[Start of Attachment]
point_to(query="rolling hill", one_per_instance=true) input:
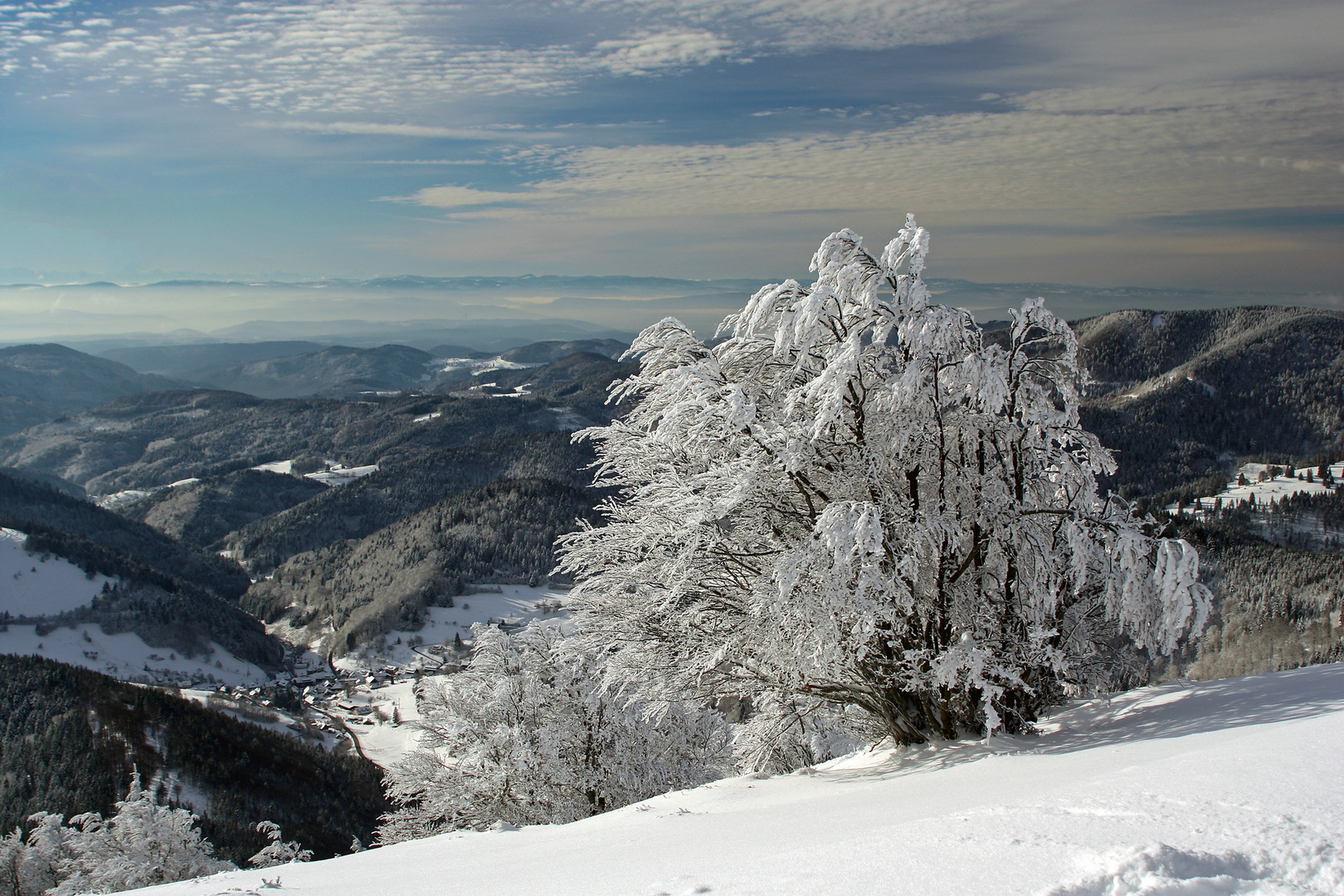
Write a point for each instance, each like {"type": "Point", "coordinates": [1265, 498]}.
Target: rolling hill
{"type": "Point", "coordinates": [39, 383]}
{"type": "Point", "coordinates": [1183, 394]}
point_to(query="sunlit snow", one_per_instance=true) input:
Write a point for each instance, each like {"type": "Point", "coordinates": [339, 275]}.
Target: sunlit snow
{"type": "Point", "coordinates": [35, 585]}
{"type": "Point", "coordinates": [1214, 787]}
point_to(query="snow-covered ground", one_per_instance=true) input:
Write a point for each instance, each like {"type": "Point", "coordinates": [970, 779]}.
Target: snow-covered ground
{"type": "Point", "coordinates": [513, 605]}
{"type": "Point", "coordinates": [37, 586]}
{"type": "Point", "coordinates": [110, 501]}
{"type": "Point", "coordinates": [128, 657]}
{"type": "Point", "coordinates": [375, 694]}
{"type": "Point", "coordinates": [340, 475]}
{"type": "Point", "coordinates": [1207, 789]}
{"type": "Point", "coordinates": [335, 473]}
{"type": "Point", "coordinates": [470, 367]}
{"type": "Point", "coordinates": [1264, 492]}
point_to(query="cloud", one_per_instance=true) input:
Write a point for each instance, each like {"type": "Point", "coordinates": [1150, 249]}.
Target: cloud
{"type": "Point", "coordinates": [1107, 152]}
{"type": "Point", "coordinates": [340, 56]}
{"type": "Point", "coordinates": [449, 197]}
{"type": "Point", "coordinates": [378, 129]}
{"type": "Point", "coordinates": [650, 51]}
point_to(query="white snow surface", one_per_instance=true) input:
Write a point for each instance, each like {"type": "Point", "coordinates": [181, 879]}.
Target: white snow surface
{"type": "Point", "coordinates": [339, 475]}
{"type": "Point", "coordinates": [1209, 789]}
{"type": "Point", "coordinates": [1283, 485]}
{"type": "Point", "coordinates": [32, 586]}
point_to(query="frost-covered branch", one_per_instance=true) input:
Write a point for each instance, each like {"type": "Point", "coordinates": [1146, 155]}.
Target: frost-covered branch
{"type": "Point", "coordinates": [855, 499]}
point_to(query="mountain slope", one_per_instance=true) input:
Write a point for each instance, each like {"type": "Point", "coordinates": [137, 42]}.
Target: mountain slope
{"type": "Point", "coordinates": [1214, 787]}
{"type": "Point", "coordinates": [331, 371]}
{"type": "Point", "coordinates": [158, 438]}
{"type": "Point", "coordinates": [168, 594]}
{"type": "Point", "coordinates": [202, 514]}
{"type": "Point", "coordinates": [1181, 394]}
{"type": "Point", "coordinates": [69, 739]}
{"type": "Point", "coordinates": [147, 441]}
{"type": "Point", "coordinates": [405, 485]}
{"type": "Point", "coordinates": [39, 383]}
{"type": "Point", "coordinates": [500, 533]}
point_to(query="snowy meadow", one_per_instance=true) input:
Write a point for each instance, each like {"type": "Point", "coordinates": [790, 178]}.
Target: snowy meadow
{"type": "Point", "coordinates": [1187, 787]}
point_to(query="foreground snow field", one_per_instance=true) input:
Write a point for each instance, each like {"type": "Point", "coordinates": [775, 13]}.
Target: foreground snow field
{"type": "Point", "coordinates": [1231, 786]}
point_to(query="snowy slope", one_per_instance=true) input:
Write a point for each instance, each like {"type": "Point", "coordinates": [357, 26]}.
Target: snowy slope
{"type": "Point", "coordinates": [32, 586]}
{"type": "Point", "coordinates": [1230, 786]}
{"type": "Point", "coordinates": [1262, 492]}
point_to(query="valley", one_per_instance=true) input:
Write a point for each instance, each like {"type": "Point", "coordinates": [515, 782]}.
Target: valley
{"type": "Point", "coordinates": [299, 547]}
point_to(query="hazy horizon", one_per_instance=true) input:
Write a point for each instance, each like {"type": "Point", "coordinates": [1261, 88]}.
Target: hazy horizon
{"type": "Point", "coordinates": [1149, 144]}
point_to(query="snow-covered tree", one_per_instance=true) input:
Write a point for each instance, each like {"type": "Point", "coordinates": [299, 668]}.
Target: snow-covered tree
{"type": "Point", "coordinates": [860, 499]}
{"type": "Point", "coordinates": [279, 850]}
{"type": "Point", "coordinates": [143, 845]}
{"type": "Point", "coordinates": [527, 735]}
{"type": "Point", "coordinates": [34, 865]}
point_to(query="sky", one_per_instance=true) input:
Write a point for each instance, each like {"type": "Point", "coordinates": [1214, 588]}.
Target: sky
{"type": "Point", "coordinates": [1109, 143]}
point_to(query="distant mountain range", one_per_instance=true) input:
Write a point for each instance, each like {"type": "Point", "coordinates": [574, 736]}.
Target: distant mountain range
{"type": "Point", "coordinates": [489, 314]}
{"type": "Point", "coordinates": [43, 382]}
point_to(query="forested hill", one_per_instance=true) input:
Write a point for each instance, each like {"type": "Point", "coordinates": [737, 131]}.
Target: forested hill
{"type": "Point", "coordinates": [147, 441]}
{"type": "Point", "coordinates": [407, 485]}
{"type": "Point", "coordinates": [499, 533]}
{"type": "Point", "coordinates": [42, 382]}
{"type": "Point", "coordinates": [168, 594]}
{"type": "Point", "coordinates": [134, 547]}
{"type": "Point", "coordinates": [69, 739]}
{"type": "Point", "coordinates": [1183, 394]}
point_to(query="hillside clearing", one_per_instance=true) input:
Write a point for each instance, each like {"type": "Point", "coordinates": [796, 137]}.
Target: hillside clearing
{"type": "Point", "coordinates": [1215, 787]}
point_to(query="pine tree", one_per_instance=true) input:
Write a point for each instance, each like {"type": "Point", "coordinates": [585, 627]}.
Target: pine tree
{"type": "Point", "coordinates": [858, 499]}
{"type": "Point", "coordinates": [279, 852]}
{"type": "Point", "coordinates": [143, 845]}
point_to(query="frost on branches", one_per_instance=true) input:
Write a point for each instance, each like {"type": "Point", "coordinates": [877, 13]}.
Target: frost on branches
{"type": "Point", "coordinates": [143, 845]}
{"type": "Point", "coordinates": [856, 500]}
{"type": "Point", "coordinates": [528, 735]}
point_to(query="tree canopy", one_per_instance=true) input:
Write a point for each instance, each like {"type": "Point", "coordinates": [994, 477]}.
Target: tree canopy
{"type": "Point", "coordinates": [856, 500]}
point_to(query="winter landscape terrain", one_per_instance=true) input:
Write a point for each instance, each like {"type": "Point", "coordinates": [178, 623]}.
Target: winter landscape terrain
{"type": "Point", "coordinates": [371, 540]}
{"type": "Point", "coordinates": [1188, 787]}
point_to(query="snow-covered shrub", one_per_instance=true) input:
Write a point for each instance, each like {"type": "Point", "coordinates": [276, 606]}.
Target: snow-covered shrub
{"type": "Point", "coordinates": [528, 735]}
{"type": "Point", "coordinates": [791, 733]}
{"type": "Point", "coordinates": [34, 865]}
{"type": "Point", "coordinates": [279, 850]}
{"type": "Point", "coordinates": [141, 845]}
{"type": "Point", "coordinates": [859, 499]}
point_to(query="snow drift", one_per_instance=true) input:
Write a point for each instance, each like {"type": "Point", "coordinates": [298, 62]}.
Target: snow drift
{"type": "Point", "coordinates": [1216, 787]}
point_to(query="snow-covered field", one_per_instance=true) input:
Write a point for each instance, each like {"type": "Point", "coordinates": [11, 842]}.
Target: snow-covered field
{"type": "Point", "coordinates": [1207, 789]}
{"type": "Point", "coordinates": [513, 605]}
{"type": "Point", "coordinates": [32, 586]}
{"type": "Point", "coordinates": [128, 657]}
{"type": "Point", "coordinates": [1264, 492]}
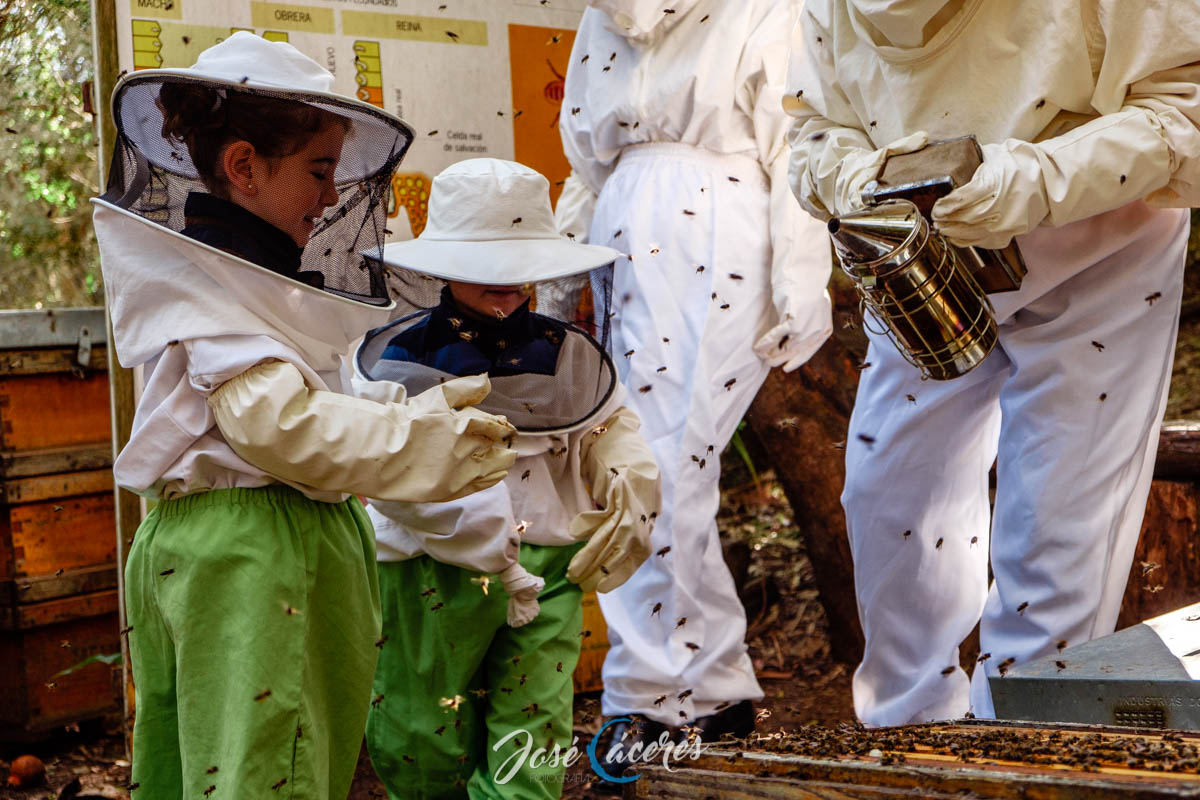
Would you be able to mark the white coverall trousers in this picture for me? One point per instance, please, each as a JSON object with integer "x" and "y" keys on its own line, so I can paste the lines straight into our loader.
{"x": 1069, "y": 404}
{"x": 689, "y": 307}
[End of Attachment]
* _Your task_
Please write out exactly the lines starting at the one that contains "Target: tree canopy" and ending with the final line of the entries, both ends included. Do not write out any pictures.

* _Response to the task_
Target: tree canopy
{"type": "Point", "coordinates": [856, 500]}
point_to(query="winter landscape terrain", one_per_instance=true) input:
Write a point for each instance, each like {"type": "Point", "coordinates": [178, 623]}.
Target: winter landscape terrain
{"type": "Point", "coordinates": [371, 540]}
{"type": "Point", "coordinates": [1188, 787]}
point_to(query="snow-covered shrub", one_per_instance=true) input:
Write a point for each instance, each like {"type": "Point", "coordinates": [276, 606]}.
Target: snow-covered shrub
{"type": "Point", "coordinates": [528, 735]}
{"type": "Point", "coordinates": [791, 733]}
{"type": "Point", "coordinates": [34, 865]}
{"type": "Point", "coordinates": [279, 850]}
{"type": "Point", "coordinates": [141, 845]}
{"type": "Point", "coordinates": [859, 499]}
point_to(query="snow drift", one_per_instance=true) input:
Write a point for each instance, each like {"type": "Point", "coordinates": [298, 62]}.
Target: snow drift
{"type": "Point", "coordinates": [1216, 787]}
point_to(query="snow-covered field", one_per_instance=true) input:
Write a point for each instance, each like {"type": "Point", "coordinates": [11, 842]}.
Target: snow-covered field
{"type": "Point", "coordinates": [1207, 789]}
{"type": "Point", "coordinates": [513, 605]}
{"type": "Point", "coordinates": [32, 586]}
{"type": "Point", "coordinates": [128, 657]}
{"type": "Point", "coordinates": [1264, 492]}
Would you be able to mark the white coverall trousers in this picture for me? One point per instance, please, each as a JSON object with integer "x" and "y" keys on its own line, so I can paste the lines straight into our loader.
{"x": 1069, "y": 404}
{"x": 689, "y": 307}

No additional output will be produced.